■ **PROBLEM 1**
Swap "helmet" for "cap" in the records, starting at the line that contains "[mark] the white cleat" and ending at the last line of the records, leaving everything else unchanged. Return only those lines and leave out the pictures.

■ **SOURCE**

# Ceramic Tweezers - A Coil Builder's Must Have.



## Alex (2/10/14)



Reactions: Like 2 | Winner 2 | Thanks 1 | Informative 1


----------



## Rob Fisher (3/10/14)

Ceramic Tweezers rock in a big way... but trim those long edges before firing up the mod because that's a sure way of shorting it... and then the one thing he doesn't tell you is to make sure when you are using the tweezers you need to keep movement to an absolute zero because the wire becomes so soft if you move your hand too much the legs just part pay with the coil and you are left with a perfect coil in the tweezers minus it's legs!

Reactions: Agree 2 | Informative 2


----------



## Alex (3/10/14)

Rob Fisher said:


> Ceramic Tweezers rock in a big way... but trim those long edges before firing up the mod because that's a sure way of shorting it... and then the one thing he doesn't tell you is to make sure when you are using the tweezers you need to keep movement to an absolute zero because the wire becomes so soft if you move your hand too much the legs just part pay with the coil and you are left with a perfect coil in the tweezers minus it's legs!



I was sure the long back edges were going to touch too.

Reactions: Agree 2


----------



## Andre (3/10/14)

Love these ceramic tweezers, but I use mine to squeeze and torch the coil before installation.

Reactions: Like 1


----------



## Riaz (3/10/14)

i like the mod in that video


----------



## Rowan Francis (3/10/14)

localy who's got ??


----------



## TylerD (3/10/14)

Rowan Francis said:


> localy who's got ??


I think I saw some at Skyblue yesterday.
http://www.skybluevaping.co.za/RBA/RBA-Accessories/Ceramic-Tweezers

Reactions: Thanks 1 | Informative 2


----------



## Rowan Francis (3/10/14)

TylerD said:


> I think I saw some at Skyblue yesterday.
> http://www.skybluevaping.co.za/RBA/RBA-Accessories/Ceramic-Tweezers



Thanks @TylerD , sorted

Reactions: Like 1


----------

■ **PROBLEM 2**
Answer these from the thread on ceramic tweezers:
(a) What does Rob Fisher say to trim before firing up the mod?
(b) What does Andre use his ceramic tweezers to do before installation?
(c) Where does TylerD think he saw some ceramic tweezers?

■ **EXTRACTED INFORMATION**
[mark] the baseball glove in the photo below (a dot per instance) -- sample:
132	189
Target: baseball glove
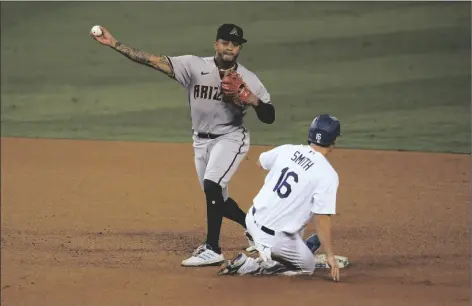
234	89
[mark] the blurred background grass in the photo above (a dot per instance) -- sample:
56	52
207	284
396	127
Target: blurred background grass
397	74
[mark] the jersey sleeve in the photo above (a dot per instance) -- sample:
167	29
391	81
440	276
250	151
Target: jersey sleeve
267	159
324	198
182	68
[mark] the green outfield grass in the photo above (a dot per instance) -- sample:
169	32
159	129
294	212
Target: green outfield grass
397	74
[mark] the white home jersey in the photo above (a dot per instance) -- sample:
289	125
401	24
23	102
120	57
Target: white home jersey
301	182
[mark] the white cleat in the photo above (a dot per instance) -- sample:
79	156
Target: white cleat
203	256
231	267
252	246
322	261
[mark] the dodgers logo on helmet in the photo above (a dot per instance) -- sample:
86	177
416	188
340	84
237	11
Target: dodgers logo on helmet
324	129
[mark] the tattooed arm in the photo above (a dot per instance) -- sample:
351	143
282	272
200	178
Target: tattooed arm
160	63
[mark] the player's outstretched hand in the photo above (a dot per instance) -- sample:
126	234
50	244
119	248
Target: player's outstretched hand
334	268
106	38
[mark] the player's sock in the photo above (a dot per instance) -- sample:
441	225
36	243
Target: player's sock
232	211
215	202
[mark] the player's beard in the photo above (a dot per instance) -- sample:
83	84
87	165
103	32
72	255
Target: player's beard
226	60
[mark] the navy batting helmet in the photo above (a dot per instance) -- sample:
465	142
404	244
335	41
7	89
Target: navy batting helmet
323	130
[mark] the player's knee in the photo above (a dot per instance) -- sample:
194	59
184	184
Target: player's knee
212	189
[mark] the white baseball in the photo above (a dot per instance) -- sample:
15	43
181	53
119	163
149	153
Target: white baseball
96	31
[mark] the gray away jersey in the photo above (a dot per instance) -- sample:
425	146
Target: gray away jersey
201	78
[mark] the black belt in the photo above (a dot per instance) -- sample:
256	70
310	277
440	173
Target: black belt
263	228
208	135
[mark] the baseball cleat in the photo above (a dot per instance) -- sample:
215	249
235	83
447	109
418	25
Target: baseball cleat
203	256
231	267
322	261
252	245
313	243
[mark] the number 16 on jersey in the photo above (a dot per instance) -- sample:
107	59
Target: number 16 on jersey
283	187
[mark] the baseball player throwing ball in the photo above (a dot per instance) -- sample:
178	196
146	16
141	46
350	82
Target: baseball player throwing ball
300	183
220	91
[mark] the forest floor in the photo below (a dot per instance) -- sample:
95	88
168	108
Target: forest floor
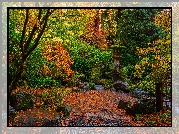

■ **CORRECT RESPONSE 1**
[mark] the white cleat in the photo above (a dot per instance) -- sample:
79	156
Target: white cleat
203	256
231	267
252	246
322	261
[mark] the dodgers logo on cap in the photo above (a dot per instance) -- sample:
86	177
416	188
340	84
237	11
Target: dodgers logo on cap
324	129
[mark] the tattooed arm in the photo above (a dot per instance) -- sample:
351	143
282	272
200	178
Target: tattooed arm
160	63
[mark] the player's outstretched hand in the photo above (a dot per instance) -- sample:
126	234
50	244
119	248
Target: player's outstretched hand
334	268
106	38
[mark] the player's sock in the photo above (a dot per instance) -- sample:
441	225
36	243
Target: player's sock
232	211
215	202
[mark] the player's beard in the photo above (a dot per instance) -- sample:
83	84
87	165
103	32
72	255
Target: player's beard
226	60
[mark] the navy batting cap in the photo above (a dot per instance) -- sample:
465	142
404	244
335	41
7	89
Target: navy batting cap
323	130
[mark] the player's knee in the photo above (a dot per instance) -- sample:
194	59
184	184
Target: player's knee
212	189
[mark] the white baseball in the photo above (a dot per instance) -- sample:
15	43
181	53
119	163
149	153
Target: white baseball
96	31
[mark] the gray away jersey in the photo above (a dot per instance) -- sample:
425	146
Target: gray away jersey
201	78
[mark] the black belt in the photo above (a dot per instance) -- sample:
256	70
310	277
440	173
Target: black belt
263	228
208	135
[mark] the baseball cleat in the photo above (a dot per instance) -- sample:
215	249
235	83
447	109
418	25
Target: baseball cleat
203	256
231	267
322	261
252	245
313	243
[mark] the number 16 on jersey in the photo above (a dot per instance) -- sample:
107	59
Target: number 16 on jersey
283	187
[mark] the baseball player throwing ball in the photo above (a dot per instance) -- sample:
178	196
146	16
141	46
350	82
Target: baseball player throwing ball
300	183
220	91
[mark] the forest floor in the photo below (a dot per instance) -- sample:
95	88
168	108
Target: forest floor

■ **CORRECT RESPONSE 2**
(a) Those long edges.
(b) Squeeze and torch the coil.
(c) At Skyblue, yesterday.